### Problem description
Please duplicate the entries below word for word, from the line containing "Verify: does the image above include any wooden" through the line containing "[323,114,338,128]", and give only those lines.

### Supplied data
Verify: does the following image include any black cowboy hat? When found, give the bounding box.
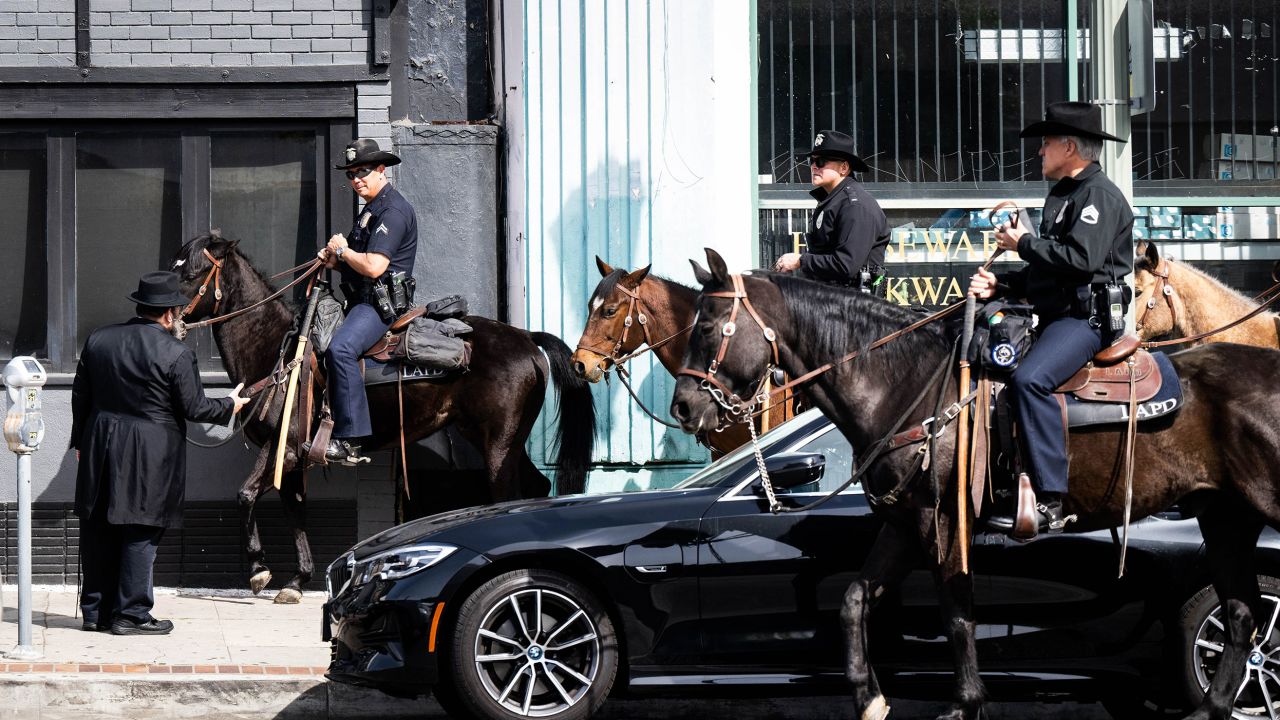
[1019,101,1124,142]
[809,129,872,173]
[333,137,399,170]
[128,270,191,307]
--
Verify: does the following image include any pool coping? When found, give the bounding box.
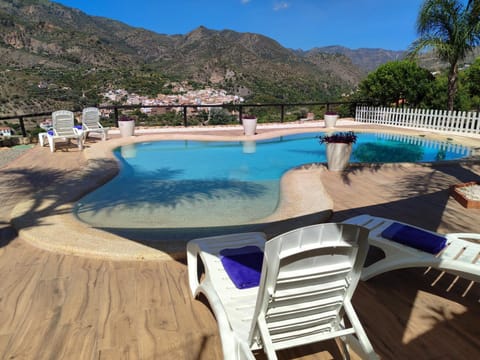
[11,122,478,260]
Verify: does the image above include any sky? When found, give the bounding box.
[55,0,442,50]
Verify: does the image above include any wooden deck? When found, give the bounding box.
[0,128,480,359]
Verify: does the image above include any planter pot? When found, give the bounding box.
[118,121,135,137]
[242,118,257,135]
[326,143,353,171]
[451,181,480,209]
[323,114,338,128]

### Exercise answer
Verify: does the image above include any wooden deck? When found, give the bounding box.
[0,128,480,359]
Verify: does the image above include any planter pot? When found, give the bounding box.
[118,121,135,137]
[242,118,257,135]
[326,143,353,171]
[451,181,480,209]
[323,114,338,128]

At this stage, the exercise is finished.